--- start RECORDS FOR THIS EXERCISE ---

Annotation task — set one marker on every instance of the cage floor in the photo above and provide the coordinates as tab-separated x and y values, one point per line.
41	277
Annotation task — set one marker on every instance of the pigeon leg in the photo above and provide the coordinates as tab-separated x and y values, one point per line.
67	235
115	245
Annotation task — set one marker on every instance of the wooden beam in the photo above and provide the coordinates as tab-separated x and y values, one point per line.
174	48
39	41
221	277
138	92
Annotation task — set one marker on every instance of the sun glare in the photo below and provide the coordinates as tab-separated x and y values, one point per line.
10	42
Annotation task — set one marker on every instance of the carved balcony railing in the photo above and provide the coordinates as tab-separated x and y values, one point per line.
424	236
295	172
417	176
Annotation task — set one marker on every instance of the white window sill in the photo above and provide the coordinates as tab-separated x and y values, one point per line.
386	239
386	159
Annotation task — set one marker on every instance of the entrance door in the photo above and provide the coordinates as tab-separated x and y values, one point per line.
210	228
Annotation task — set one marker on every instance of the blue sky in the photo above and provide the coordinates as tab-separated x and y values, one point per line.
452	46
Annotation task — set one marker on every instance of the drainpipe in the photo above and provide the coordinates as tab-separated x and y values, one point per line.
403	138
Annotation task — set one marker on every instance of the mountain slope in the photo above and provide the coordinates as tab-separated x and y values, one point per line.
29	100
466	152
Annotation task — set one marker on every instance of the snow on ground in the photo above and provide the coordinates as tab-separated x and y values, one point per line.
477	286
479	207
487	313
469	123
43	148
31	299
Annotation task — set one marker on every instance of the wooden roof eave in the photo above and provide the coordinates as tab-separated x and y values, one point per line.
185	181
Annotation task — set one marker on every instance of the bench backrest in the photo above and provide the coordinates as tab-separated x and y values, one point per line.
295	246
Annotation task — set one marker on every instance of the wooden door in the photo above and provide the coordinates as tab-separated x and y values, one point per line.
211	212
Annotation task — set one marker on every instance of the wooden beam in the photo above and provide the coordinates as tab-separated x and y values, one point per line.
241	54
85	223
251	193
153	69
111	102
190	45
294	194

--- end RECORDS FOR THIS EXERCISE ---

Rewrite the records from the line containing "the wooden door" through the last line, both included, and keep the requests unchanged. Raise every x and y coordinate in the answers by 100.

COMPLETED TASK:
Annotation task — set one marker on every instance of the wooden door in the photo above and provide the coordinates as tab-separated x and y values, one point per line.
311	312
Annotation task — set one marker on every instance of the wooden beam in the photo above and provide the coordinates as tab-separated x and y values, one point per line.
341	154
185	323
351	293
253	169
211	202
290	145
394	294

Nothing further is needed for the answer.